▶ _AUSGANGSTEXT_
Dazu passend schreibt der Berliner Kurier: Wenn du eine Krise beenden willst, spiele einfach gegen Hertha BSC.

Meine Bild-Schlagzeile wäre übrigens gewesen: Gäng-Bäng – Bremen knallt Hertha weg

2 Kommentare

  1. Moin Daniel,
    schöner Artikel. Solche Siege trauen sich die Bremer immer zu. Sekt oder Selters(VILSA).
    Der Fehler von eurem Keeper war spielentscheident und das geniale Tor von Diego besiegelte
    frühzeitig den Sieg. Das Spiel wie man gegen Werder gewinnen kann war nicht mehr durchführbar.
    Hinten tief stehen , die Bremer Verteidigung macht dann schon irgendwann einen Fehler.

▶ _MATERIAL_
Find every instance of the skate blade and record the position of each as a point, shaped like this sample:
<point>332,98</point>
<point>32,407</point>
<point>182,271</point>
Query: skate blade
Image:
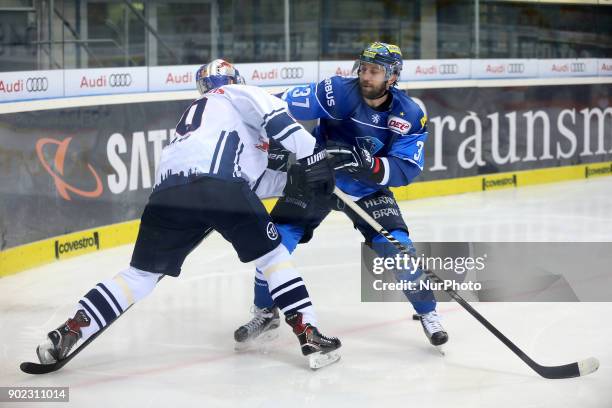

▶ _AUFGABEN_
1. Schreib alle Eigennamen auf, die im Ausgangstext vor „2 Kommentare“ stehen. Nimm sie in der Reihenfolge, in der sie vorkommen, und in der Form, die sie dort haben.
2. Kopiere aus dem Ausgangstext den Abschnitt, der bei den Worten "Meine Bild-Schlagzeile wäre" anfängt und nach den Worten "irgendwann einen Fehler." aufhört.
Das Material hat nichts mit dem Ausgangstext zu tun und stammt aus einer anderen Quelle.

▶ _ANTWORTEN_
1. Berliner Kurier, Hertha BSC, Bild, Bremen, Hertha

2.
Meine Bild-Schlagzeile wäre übrigens gewesen: Gäng-Bäng – Bremen knallt Hertha weg

2 Kommentare

  1. Moin Daniel,
    schöner Artikel. Solche Siege trauen sich die Bremer immer zu. Sekt oder Selters(VILSA).
    Der Fehler von eurem Keeper war spielentscheident und das geniale Tor von Diego besiegelte
    frühzeitig den Sieg. Das Spiel wie man gegen Werder gewinnen kann war nicht mehr durchführbar.
    Hinten tief stehen , die Bremer Verteidigung macht dann schon irgendwann einen Fehler.